QUESTIONS:
(1) Using the post on vibe coding a Mach-O parser, answer these:
(a) Which Python library did the writer use in 2021 to parse Mach-O files?
(b) What is the name of the parser the writer made available?
(c) Which tool did the writer use to turn general ideas into specific requirements?
(2) List every software tool or program named in the post on vibe coding a Mach-O parser.

EXTRACTED TEXT:

Vibe coding a Mach-o parser
Way back in 2021 when I was working on my dissertation I used a Python library called macholibre to parse Mach-O files. There are several other options for parsing these file types. I’m sure they’re all great, but it’s a lot to go through to find some features I want. Mainly, outputting as JSON to easily load into other applications. This seemed like a good opportunity to try vibe-coding a Swift-based Mach-O parser using ChatGPT. After some trial and error, I’ve made MachP available. Let’s look at how this went.
Writing Requirements
Since vibe-coding is basically delegating coding tasks like a manager would, I wanted to clearly define requirements for the LLM to use. I had a general idea of what I wanted and enough knowledge of what Mach-O file looks like. To help turn those ideas into specific requirements I turned to OpenAI’s Deep Research tool.

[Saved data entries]
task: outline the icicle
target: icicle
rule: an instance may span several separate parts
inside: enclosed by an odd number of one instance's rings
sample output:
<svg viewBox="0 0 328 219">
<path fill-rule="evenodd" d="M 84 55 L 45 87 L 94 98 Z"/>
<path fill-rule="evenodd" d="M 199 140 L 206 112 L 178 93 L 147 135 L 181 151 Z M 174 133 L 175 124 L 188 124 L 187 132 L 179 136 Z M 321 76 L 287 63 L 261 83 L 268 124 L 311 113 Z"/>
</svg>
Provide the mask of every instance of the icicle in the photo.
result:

ANSWERS TO THE EXERCISE:
(1)
(a) macholibre
(b) MachP
(c) OpenAI's Deep Research tool

(2) macholibre, ChatGPT, MachP, OpenAI's Deep Research tool